═══ Supplied records ═══

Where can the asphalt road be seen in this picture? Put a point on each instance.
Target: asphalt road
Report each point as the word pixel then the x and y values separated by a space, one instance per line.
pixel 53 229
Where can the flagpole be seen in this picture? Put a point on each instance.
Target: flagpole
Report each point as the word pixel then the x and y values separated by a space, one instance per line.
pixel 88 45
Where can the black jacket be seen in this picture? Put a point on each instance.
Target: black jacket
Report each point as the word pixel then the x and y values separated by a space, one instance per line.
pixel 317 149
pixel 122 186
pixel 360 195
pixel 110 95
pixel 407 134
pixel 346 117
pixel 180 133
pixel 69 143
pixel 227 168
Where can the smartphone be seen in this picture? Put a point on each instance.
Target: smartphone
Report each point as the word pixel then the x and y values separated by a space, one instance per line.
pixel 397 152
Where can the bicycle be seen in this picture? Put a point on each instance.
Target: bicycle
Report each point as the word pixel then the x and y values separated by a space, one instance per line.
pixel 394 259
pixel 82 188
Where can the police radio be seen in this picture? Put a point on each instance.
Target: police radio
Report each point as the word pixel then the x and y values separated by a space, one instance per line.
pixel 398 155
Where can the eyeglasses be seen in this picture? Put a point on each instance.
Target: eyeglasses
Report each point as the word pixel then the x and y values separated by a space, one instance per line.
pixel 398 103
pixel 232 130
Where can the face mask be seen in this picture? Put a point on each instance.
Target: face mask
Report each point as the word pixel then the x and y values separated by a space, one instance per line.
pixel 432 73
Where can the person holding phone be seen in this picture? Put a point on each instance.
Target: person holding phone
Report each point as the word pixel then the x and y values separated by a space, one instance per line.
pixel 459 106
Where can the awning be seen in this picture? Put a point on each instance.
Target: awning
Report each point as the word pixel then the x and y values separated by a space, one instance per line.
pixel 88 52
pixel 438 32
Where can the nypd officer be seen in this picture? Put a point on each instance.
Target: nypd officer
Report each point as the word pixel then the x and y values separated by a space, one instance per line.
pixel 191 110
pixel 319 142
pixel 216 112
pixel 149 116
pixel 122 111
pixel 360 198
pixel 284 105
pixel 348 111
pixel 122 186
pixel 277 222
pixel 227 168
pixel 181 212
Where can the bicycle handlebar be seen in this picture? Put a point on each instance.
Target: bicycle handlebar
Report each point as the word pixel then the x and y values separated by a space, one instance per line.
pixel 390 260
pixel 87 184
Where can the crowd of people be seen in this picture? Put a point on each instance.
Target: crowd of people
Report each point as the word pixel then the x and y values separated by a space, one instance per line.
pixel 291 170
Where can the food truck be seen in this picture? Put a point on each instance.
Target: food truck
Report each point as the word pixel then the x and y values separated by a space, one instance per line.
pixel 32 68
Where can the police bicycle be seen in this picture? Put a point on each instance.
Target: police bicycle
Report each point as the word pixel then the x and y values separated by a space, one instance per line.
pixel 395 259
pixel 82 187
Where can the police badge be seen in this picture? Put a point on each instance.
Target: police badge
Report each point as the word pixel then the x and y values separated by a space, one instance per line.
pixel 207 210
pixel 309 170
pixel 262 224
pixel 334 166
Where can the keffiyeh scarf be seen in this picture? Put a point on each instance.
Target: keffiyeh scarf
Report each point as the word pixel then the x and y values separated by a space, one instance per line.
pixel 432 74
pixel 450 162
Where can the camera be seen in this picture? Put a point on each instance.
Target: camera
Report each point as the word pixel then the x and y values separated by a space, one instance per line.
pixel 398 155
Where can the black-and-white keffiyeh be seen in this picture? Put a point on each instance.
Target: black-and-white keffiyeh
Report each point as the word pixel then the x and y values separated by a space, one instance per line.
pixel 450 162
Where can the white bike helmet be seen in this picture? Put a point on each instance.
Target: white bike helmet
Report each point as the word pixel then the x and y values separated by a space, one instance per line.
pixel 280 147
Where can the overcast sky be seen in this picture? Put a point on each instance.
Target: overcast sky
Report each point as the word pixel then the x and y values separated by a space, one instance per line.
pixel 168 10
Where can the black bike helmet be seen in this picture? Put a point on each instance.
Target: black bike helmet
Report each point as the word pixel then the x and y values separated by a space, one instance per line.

═══

Required task → Please repeat all the records above exactly as they appear.

Answer to this task →
Where can the asphalt road be seen in this picture? Put a point on each instance.
Target: asphalt road
Report each point as the word pixel then the x and y values separated by a space, one instance per line.
pixel 53 229
Where can the flagpole be seen in this picture? Put a point on each instance.
Target: flagpole
Report each point as the word pixel then the x and y values separated by a space, one instance per line.
pixel 88 45
Where can the black jacket be seen in this picture? Put a point on each instance.
Target: black jacket
Report each point as the word pixel then the x and y values separated by a space, one instance per line.
pixel 317 149
pixel 122 186
pixel 360 195
pixel 110 95
pixel 407 134
pixel 346 117
pixel 180 133
pixel 69 143
pixel 227 168
Where can the smartphone be seen in this picture? Put a point on each instance.
Target: smartphone
Report each point as the word pixel then the x and y values separated by a space, one instance per line.
pixel 397 152
Where can the bicycle be seen in this picture? Put a point on each instance.
Target: bicycle
Report each point as the word pixel then the x and y values separated by a space, one instance per line.
pixel 394 259
pixel 82 188
Where can the police radio be seen in this picture? Put a point on each instance.
Target: police radio
Report each point as the word pixel then the x and y values separated by a space, one instance per line.
pixel 398 155
Where can the eyeglasses be seen in this picture? Put a point on each instance.
Target: eyeglasses
Report each point as the word pixel then the x and y values separated by a space, one instance per line.
pixel 398 103
pixel 232 130
Where can the face mask be seen in this picture? Put a point on each instance.
Target: face mask
Report each point as the word pixel then the x and y values separated by a space, one instance per line.
pixel 432 73
Where can the person holding phone be seen in this picture? Put a point on each instance.
Target: person holding phone
Report each point as the word pixel then the x and y values separated by a space, one instance per line.
pixel 459 106
Where can the awning be seen in this picture? Put a point on each instance.
Target: awning
Report each point as the word pixel then the x and y values separated by a space, one instance per line.
pixel 88 52
pixel 438 32
Where can the nypd officer be seen in this picture? Put a point on each instance.
Target: nypd officer
Report each point as the word pixel then the x and y values separated by a space, one instance per line.
pixel 191 110
pixel 319 142
pixel 216 112
pixel 149 116
pixel 122 111
pixel 360 198
pixel 284 105
pixel 348 111
pixel 122 186
pixel 277 222
pixel 227 168
pixel 181 212
Where can the bicycle handlebar be seen in this picture? Put a point on each instance.
Target: bicycle handlebar
Report each point as the word pixel then the x and y values separated by a space, one instance per line.
pixel 390 260
pixel 87 184
Where can the crowd of people be seen in this picture? Put a point on each instance.
Target: crowd of people
Report each point as the word pixel then the x and y values separated by a space, one instance per line.
pixel 291 170
Where can the food truck be seen in this picture? Put a point on each instance.
Target: food truck
Report each point as the word pixel then the x and y values separated by a space, one instance per line.
pixel 32 68
Where can the police bicycle be seen in this picture? Put a point on each instance.
Target: police bicycle
Report each point as the word pixel then the x and y values separated by a space, one instance per line.
pixel 395 259
pixel 82 187
Where can the police badge be seen in this picture? Put a point on each instance.
Target: police badge
Report each point as the word pixel then the x and y values separated by a space, one instance per line.
pixel 207 210
pixel 309 170
pixel 262 224
pixel 334 166
Where can the keffiyeh scarf be seen in this picture? Put a point on each instance.
Target: keffiyeh scarf
Report each point as the word pixel then the x and y values separated by a space, one instance per line.
pixel 432 74
pixel 450 162
Where can the camera be seen in this picture? Put a point on each instance.
Target: camera
Report each point as the word pixel then the x and y values separated by a space, one instance per line.
pixel 398 155
Where can the black-and-white keffiyeh be seen in this picture? Put a point on each instance.
Target: black-and-white keffiyeh
Report each point as the word pixel then the x and y values separated by a space, one instance per line.
pixel 450 162
Where can the white bike helmet be seen in this picture? Put a point on each instance.
Target: white bike helmet
Report each point as the word pixel then the x and y values separated by a space, one instance per line.
pixel 280 147
Where can the overcast sky be seen in this picture? Put a point on each instance.
Target: overcast sky
Report each point as the word pixel then the x and y values separated by a space, one instance per line.
pixel 168 10
Where can the black bike helmet be seen in this picture? Put a point on each instance.
Target: black bike helmet
Report each point as the word pixel then the x and y values separated by a space, one instance per line.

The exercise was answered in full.